Dataset rows showing where objects appear:

§

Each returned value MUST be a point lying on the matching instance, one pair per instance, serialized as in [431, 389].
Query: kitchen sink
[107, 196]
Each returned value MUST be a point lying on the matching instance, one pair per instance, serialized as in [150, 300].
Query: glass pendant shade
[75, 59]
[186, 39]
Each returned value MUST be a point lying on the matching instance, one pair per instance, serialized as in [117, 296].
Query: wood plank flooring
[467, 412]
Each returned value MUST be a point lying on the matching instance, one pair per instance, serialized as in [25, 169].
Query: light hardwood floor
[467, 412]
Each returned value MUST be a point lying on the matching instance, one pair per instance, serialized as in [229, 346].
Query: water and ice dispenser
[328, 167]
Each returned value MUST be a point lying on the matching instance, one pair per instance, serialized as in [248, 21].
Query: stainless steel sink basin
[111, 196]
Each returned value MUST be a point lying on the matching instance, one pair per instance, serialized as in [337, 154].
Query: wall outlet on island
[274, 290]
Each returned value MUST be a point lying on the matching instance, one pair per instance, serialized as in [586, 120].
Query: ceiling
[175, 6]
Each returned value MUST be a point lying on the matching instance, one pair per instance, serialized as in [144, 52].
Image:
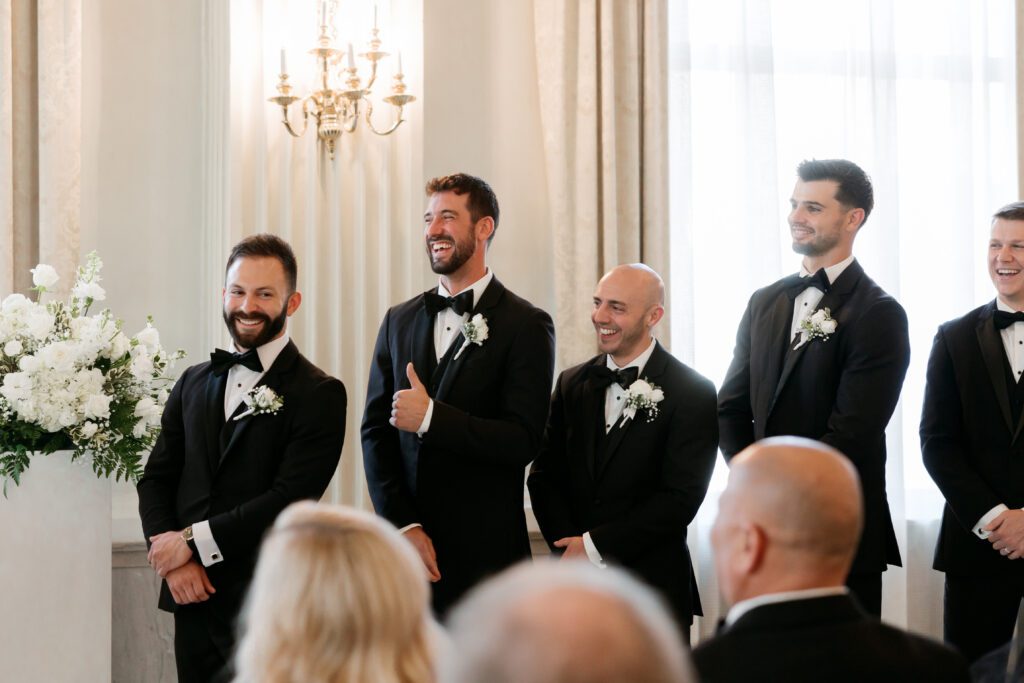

§

» Exercise task
Rewrite the part of the rows that opens with the line containing "in [25, 169]." and closes with the last row, swapping "matching instance" for "corresponding instance" and keeping everything else the same. Give only that part, without the pictures.

» The reply
Each returned value MUST be a point lying on the corresponding instance, one pair per instance, serialized as in [25, 169].
Query: light hardwood floor
[467, 412]
Each returned value MUST be a point lying on the corresponding instance, one pair per instance, serialized as in [229, 346].
Query: water and ice dispenser
[328, 167]
Each returned value MUST be a point lying on the corresponding instance, one pair per instance, serialized as in [248, 21].
Query: stainless steel sink basin
[111, 196]
Each returned value MUST be a point lying on the corresponding instance, one pair per instance, serialized as in [337, 154].
Query: wall outlet on island
[274, 290]
Each returned value MUST be a point lying on the corresponding instance, one pair per instance, serialized as in [586, 120].
Query: ceiling
[175, 6]
Each returned value MUST be a point lying on the corresponding instance, one pair per instance, serialized as in [144, 52].
Image:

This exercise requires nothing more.